■ **What the task requires**: Rewrite all of the lines below as a numbered list, dropping any blank lines.

(Excerpts from point annotation data)
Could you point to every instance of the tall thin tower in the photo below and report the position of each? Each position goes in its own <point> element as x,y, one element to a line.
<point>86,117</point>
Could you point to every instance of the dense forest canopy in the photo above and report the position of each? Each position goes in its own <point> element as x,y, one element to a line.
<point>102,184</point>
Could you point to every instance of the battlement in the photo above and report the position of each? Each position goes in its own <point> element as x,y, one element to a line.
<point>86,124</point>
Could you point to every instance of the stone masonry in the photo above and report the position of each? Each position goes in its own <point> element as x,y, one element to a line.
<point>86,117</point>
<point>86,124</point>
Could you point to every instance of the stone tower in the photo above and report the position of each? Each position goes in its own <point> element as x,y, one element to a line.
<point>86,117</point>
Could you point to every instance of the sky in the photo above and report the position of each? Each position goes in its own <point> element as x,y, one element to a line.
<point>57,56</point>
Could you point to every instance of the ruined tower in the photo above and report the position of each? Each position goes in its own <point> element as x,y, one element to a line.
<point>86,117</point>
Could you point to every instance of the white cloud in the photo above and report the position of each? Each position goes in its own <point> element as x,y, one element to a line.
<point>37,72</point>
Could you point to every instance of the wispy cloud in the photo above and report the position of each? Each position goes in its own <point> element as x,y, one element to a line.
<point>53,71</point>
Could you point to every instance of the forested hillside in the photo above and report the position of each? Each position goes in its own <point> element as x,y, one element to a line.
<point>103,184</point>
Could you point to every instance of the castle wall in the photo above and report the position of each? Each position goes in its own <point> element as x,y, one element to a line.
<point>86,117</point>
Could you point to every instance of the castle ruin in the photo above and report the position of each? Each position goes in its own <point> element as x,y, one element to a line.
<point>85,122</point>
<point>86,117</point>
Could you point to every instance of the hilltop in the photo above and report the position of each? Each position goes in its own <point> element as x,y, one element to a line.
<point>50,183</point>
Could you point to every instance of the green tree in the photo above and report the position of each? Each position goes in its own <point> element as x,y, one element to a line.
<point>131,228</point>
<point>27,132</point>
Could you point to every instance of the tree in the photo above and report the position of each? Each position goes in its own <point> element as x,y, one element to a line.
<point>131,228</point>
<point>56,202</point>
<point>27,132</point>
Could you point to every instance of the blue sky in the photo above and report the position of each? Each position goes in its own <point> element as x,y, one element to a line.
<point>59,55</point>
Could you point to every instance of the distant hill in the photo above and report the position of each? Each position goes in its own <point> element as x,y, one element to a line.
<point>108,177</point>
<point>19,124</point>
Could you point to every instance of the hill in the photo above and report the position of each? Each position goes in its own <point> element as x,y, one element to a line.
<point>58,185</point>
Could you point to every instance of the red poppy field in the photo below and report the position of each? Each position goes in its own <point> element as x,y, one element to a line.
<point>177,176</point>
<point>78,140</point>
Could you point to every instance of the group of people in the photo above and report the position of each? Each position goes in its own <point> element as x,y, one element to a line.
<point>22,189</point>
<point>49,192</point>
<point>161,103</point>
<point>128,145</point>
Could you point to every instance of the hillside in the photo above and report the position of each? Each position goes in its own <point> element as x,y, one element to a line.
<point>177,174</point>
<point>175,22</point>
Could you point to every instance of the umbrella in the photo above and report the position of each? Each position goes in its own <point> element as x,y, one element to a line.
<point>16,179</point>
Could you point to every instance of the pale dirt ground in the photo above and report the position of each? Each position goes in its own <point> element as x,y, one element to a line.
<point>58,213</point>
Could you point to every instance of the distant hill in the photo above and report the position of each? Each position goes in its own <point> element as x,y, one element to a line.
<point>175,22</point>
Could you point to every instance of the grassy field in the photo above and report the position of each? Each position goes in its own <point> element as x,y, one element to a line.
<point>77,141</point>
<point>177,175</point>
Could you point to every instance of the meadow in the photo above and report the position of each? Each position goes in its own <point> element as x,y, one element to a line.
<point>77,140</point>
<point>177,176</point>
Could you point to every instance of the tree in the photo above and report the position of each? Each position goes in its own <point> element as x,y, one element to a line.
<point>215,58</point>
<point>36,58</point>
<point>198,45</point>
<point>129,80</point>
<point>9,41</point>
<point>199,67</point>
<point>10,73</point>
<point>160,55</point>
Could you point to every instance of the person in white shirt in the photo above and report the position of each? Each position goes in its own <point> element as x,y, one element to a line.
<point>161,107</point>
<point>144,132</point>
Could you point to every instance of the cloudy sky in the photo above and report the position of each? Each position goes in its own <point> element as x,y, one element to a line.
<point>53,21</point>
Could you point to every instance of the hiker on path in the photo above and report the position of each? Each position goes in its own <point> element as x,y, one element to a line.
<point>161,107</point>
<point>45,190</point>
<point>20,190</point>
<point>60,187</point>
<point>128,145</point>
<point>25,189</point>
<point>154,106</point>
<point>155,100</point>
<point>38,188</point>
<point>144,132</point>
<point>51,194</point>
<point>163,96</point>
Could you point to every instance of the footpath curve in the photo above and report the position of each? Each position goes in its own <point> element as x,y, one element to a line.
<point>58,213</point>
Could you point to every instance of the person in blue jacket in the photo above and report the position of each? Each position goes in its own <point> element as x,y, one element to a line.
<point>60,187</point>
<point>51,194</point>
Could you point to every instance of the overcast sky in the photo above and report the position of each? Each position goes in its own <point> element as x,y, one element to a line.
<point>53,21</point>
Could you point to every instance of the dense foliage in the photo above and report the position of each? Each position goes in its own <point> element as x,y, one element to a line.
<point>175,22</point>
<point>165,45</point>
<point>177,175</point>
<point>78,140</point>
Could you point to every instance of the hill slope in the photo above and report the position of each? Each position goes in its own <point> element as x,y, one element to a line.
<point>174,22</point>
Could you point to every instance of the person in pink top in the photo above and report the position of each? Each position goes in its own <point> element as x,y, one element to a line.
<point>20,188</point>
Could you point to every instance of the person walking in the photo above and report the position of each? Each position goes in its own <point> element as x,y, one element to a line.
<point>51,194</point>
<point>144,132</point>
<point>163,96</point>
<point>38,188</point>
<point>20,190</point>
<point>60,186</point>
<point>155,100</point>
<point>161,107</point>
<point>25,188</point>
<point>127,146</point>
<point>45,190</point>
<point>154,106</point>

■ **Task result**:
1. Could you point to every instance of the tall thin tower in the photo below and report the position of each? Each position goes in its own <point> element as x,y, one element to a line.
2. <point>86,117</point>
3. Could you point to every instance of the dense forest canopy in the photo above and report the position of each? Each position goes in its own <point> element as x,y, one element to a line.
4. <point>102,184</point>
5. Could you point to every instance of the battlement in the photo above and report the position of each? Each position goes in its own <point> element as x,y, one element to a line.
6. <point>86,124</point>
7. Could you point to every instance of the stone masonry in the photo above and report the position of each? Each position goes in its own <point> element as x,y, one element to a line.
8. <point>86,117</point>
9. <point>86,124</point>
10. Could you point to every instance of the stone tower in the photo above and report the position of each? Each position goes in its own <point> element as x,y, one element to a line.
11. <point>86,117</point>
12. Could you point to every instance of the sky in the photo above and report the position of each? Each position goes in its own <point> element as x,y, one element to a line.
13. <point>57,56</point>
14. Could you point to every instance of the ruined tower in the photo above and report the position of each? Each position goes in its own <point> element as x,y, one element to a line.
15. <point>86,117</point>
16. Could you point to every instance of the white cloud in the photo above and report the position of each? Each position goes in its own <point> element as x,y, one element to a line.
17. <point>37,72</point>
18. Could you point to every instance of the wispy cloud in the photo above and report the position of each? Each position goes in its own <point> element as x,y, one element to a line.
19. <point>53,71</point>
20. Could you point to every instance of the forested hillside in the photo above and report the position of each? Each position goes in its own <point> element as x,y, one element to a line.
21. <point>103,184</point>
22. Could you point to every instance of the castle wall in the photo above and report the position of each? Each position goes in its own <point> element as x,y, one element to a line.
23. <point>86,117</point>
24. Could you point to every instance of the castle ruin in the photo above and report the position of each? Each position goes in its own <point> element as x,y, one element to a line.
25. <point>85,122</point>
26. <point>86,117</point>
27. Could you point to every instance of the hilltop in the photo above and report the position of each? Each position goes in its own <point> element as x,y, one element to a line.
28. <point>50,183</point>
29. Could you point to every instance of the green tree in the photo above and report the position of each? Each position goes in its own <point> element as x,y, one element to a line.
30. <point>131,228</point>
31. <point>27,132</point>
32. Could you point to every instance of the tree in the photo above and report the position of each? Each position goes in its own <point> element as x,y, one element to a line.
33. <point>131,228</point>
34. <point>56,202</point>
35. <point>27,132</point>
36. Could you point to every instance of the blue sky in the photo above and report the position of each? Each position goes in its own <point> element as x,y, one element to a line.
37. <point>59,55</point>
38. Could you point to every instance of the distant hill in the photo above and report the position of each? Each position goes in its own <point> element as x,y, one element to a line.
39. <point>108,177</point>
40. <point>19,124</point>
41. Could you point to every instance of the hill in the photo above and report the position of each? Each position goes in its own <point> element as x,y, one element to a line.
42. <point>58,185</point>
43. Could you point to every instance of the red poppy field in the photo below and report the position of each? Each position goes in its own <point> element as x,y, one element to a line.
44. <point>177,176</point>
45. <point>78,140</point>
46. Could you point to every instance of the group of people in the photo above and report the position of each? Each position goes in its own <point> element as x,y, one element to a line.
47. <point>22,189</point>
48. <point>49,192</point>
49. <point>161,103</point>
50. <point>128,145</point>
51. Could you point to every instance of the hillside in the photo above and report the position of each? Each position goes in its own <point> element as x,y, one element to a line.
52. <point>177,174</point>
53. <point>175,22</point>
54. Could you point to every instance of the umbrella in the photo above and report the position of each? Each position goes in its own <point> element as x,y, one element to a line.
55. <point>16,179</point>
56. Could you point to every instance of the pale dirt ground in the photo above and report the position of each? Each position goes in its own <point> element as x,y, one element to a line.
57. <point>58,213</point>
58. Could you point to every instance of the distant hill in the photo above and report the position of each? Each position goes in its own <point> element as x,y, one element to a line.
59. <point>175,22</point>
60. Could you point to every instance of the grassy field in the photo above and report the position of each? Each position goes in its own <point> element as x,y, one element to a line.
61. <point>77,141</point>
62. <point>177,175</point>
63. Could you point to every instance of the meadow in the photo above and report the position of each? Each position goes in its own <point> element as x,y, one element to a line.
64. <point>77,140</point>
65. <point>177,176</point>
66. Could you point to every instance of the tree in the photo above and report the position of each? Each position goes in its own <point> element as x,y, one element to a line.
67. <point>215,58</point>
68. <point>36,58</point>
69. <point>198,45</point>
70. <point>129,80</point>
71. <point>9,41</point>
72. <point>199,67</point>
73. <point>10,73</point>
74. <point>160,55</point>
75. Could you point to every instance of the person in white shirt in the photo above and report the position of each? Each position goes in its own <point> element as x,y, one element to a line.
76. <point>161,107</point>
77. <point>144,132</point>
78. Could you point to every instance of the cloudy sky in the photo above and report the position of each? Each position goes in its own <point> element as x,y, one element to a line.
79. <point>53,21</point>
80. Could you point to every instance of the hiker on path in the photo above and report the position of each? Each position goes in its own <point> element as x,y, one element to a line.
81. <point>161,107</point>
82. <point>45,190</point>
83. <point>20,190</point>
84. <point>60,187</point>
85. <point>128,145</point>
86. <point>25,189</point>
87. <point>154,106</point>
88. <point>155,100</point>
89. <point>38,188</point>
90. <point>144,132</point>
91. <point>51,194</point>
92. <point>163,96</point>
93. Could you point to every instance of the footpath curve in the photo above and report the position of each? Each position goes in its own <point> element as x,y, one element to a line.
94. <point>58,213</point>
95. Could you point to every instance of the person in blue jacket in the photo above and report the position of each? Each position goes in its own <point> element as x,y, one element to a line.
96. <point>60,187</point>
97. <point>51,194</point>
98. Could you point to every instance of the overcast sky in the photo above and report the position of each? Each position goes in its own <point> element as x,y, one element to a line.
99. <point>53,21</point>
100. Could you point to every instance of the dense foliage in the photo above and report the position of each? Each position goes in its own <point> element as x,y, one element to a line.
101. <point>175,22</point>
102. <point>165,45</point>
103. <point>177,175</point>
104. <point>78,140</point>
105. Could you point to every instance of the hill slope in the photo above and report the position of each? Each position goes in its own <point> element as x,y, one element to a line.
106. <point>174,22</point>
107. Could you point to every instance of the person in pink top in the photo above and report the position of each? Each position goes in its own <point> element as x,y, one element to a line.
108. <point>20,188</point>
109. Could you point to every instance of the person walking in the photo above and report the position of each? Each position goes in its own <point> element as x,y, one element to a line.
110. <point>51,194</point>
111. <point>144,132</point>
112. <point>163,96</point>
113. <point>38,188</point>
114. <point>20,190</point>
115. <point>60,186</point>
116. <point>155,100</point>
117. <point>161,107</point>
118. <point>25,188</point>
119. <point>127,146</point>
120. <point>45,190</point>
121. <point>154,106</point>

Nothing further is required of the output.